═══ Text to read ═══

Mapping of Kendall's tau and copula parameter

Description

Bivariate copulas: mapping of Kendall's tau and copula parameter.

Usage

par2tau(copulaname, cpar)
tau2par(copulaname, tau)

Arguments

copulaname

Choices are “bvn” for BVN, “bvt\nu” with \nu = \{1, \ldots, 9\} degrees of freedom for t-copula, “frk” for Frank, “gum” for Gumbel, “rgum” for reflected Gumbel, “1rgum” for 1-reflected Gumbel, “2rgum” for 2-reflected Gumbel, “joe” for Joe, “rjoe” for reflected Joe, “1rjoe” for 1-reflected Joe, “2rjoe” for 2-reflected Joe, “BB1” for BB1, “rBB1” for reflected BB1, “BB7” for BB7, “rBB7” for reflected BB7, “BB8” for BB8, “rBB8” for reflected BB8, “BB10” for BB10, “rBB10” for reflected BB10.

cpar

Copula parameter(s).

tau

Kendall's tau.

Value

Kendall's tau or copula parameter.

References

Joe H (1997) Multivariate Models and Dependence Concepts. Chapman & Hall, London.

Joe H (2014) Dependence Modeling with Copulas. Chapman & Hall, London.

Joe H (2014) CopulaModel: Dependence Modeling with Copulas. Software for book: Dependence Modeling with Copulas, Chapman & Hall, London 2014.

Examples



# 1-param copulas
#BVN copula
cpar.bvn = tau2par("bvn", 0.5)
tau.bvn = par2tau("bvn", cpar.bvn)

#Frank copula
cpar.frk = tau2par("frk", 0.5)
tau.frk = par2tau("frk", cpar.frk)

#Gumbel copula
cpar.gum = tau2par("gum", 0.5)
tau.gum = par2tau("gum", cpar.gum)

#Joe copula
cpar.joe = tau2par("joe", 0.5)
tau.joe = par2tau("joe", cpar.joe)

# 2-param copulas
#BB1 copula
tau.bb1 = par2tau("bb1", c(0.5,1.5))

#BB7 copula
tau.bb7 = par2tau("bb7", c(1.5,1))

#BB8 copula
tau.bb8 = par2tau("bb8", c(3,0.8))

#BB10 copula
tau.bb10 = par2tau("bb10", c(3,0.8))

Maximum likelhood estimation of factor copula models for mixed data

Description

We use a two-stage etimation approach toward the estimation of factor copula models for mixed continuous and discrete data.

Usage

mle1factor(continuous, ordinal, count, copF1, gl, hessian, print.level)
mle2factor(continuous, ordinal, count, copF1, copF2, gl, hessian, print.level)
mle2factor.bvn(continuous, ordinal, count, copF1, copF2, gl, SpC, print.level)

Arguments

continuous

n \times d_1 matrix with the continuous reponse data, where n and d_1 is the number of observations and continous variables, respectively.

═══

- Aim 1: Count the lines in the entries below that contain the word "vehicle", and give only that number.

═══ Data supplied ═══

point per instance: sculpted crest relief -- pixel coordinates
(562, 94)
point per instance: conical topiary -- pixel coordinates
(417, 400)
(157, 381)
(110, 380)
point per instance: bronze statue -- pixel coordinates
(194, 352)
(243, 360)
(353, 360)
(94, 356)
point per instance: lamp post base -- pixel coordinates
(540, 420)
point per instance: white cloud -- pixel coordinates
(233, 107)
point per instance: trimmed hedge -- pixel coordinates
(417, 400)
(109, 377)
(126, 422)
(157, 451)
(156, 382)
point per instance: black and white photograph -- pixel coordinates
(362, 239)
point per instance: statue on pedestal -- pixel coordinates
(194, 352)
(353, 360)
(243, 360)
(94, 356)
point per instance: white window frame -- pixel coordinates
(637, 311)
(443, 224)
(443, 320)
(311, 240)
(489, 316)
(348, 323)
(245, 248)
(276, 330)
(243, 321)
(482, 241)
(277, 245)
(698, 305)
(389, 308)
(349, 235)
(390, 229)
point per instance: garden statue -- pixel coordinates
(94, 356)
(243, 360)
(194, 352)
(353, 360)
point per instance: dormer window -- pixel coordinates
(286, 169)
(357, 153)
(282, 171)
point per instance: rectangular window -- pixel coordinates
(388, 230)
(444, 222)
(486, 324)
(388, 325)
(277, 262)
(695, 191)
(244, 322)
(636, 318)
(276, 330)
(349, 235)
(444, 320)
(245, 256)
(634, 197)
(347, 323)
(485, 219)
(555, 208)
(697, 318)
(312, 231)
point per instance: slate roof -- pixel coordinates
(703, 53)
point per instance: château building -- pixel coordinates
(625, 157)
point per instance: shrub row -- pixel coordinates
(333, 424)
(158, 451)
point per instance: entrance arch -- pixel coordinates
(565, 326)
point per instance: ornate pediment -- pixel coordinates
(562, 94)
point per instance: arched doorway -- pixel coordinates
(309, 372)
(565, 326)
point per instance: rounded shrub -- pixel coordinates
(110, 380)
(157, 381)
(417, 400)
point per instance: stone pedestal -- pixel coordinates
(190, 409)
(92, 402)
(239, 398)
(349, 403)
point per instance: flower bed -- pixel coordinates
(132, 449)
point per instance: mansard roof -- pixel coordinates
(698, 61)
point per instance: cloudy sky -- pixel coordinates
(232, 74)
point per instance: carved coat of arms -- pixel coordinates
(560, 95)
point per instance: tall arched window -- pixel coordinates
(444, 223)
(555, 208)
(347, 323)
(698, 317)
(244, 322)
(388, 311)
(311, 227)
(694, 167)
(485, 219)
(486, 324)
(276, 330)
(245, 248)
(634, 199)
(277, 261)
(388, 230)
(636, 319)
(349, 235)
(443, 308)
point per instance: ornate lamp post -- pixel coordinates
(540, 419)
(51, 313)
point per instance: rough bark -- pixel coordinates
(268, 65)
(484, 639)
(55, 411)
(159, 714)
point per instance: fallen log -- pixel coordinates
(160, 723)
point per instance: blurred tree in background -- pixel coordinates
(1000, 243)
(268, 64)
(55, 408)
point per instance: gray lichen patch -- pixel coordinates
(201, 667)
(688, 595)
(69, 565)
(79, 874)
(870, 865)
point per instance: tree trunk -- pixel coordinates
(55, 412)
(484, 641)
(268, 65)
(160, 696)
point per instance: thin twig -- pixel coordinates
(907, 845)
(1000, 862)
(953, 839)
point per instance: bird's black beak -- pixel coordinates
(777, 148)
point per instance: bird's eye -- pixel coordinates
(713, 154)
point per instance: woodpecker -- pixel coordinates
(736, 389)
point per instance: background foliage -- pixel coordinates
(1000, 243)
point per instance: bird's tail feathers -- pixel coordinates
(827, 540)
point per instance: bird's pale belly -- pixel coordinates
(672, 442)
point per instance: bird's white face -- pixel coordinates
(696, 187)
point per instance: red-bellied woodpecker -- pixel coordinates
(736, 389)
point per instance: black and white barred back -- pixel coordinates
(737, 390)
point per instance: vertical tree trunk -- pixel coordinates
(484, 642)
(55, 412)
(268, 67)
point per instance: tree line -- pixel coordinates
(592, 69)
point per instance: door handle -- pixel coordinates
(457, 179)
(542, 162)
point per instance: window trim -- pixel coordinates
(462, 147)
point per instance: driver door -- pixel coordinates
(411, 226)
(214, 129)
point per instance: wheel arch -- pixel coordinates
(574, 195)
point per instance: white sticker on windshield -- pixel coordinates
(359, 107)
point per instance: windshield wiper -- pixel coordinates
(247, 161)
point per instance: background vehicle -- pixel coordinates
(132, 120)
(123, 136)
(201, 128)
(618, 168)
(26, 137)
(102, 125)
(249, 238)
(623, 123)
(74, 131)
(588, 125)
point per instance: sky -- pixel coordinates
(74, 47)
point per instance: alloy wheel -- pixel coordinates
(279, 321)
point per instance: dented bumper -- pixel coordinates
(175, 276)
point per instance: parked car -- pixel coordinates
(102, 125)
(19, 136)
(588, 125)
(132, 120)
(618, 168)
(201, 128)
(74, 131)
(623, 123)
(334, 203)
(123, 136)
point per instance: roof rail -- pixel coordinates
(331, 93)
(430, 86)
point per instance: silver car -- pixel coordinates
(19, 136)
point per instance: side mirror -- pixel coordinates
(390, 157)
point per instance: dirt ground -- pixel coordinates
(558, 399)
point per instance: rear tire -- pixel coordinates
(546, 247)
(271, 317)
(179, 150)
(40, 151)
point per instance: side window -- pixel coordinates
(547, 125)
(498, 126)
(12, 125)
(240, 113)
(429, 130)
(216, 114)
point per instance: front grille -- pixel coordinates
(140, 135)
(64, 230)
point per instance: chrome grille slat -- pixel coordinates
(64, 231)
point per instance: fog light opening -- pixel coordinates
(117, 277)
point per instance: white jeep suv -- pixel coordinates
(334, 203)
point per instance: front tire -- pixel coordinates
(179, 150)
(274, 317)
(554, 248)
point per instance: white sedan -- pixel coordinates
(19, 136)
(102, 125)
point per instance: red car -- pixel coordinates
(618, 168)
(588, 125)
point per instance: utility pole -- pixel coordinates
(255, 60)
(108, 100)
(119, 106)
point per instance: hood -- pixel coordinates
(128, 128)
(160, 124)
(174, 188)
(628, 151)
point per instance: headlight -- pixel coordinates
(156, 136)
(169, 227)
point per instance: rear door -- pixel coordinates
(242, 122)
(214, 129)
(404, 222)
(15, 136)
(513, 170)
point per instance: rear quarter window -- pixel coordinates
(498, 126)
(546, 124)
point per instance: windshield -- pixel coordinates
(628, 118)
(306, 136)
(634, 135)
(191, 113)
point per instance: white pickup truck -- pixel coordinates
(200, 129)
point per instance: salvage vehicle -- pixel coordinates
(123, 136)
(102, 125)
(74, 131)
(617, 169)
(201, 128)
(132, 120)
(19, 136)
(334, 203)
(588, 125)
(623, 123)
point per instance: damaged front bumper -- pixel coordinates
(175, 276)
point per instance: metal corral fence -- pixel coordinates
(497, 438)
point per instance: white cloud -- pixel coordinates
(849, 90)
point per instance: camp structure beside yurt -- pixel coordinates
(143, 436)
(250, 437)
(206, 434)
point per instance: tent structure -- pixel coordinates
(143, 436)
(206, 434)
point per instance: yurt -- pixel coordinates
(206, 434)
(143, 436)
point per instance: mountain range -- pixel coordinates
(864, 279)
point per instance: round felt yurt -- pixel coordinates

═══

- Aim 2: In the copula documentation, which copula does the "copulaname" choice "gum" select?

- Full output 1: 2

- Full output 2: Gumbel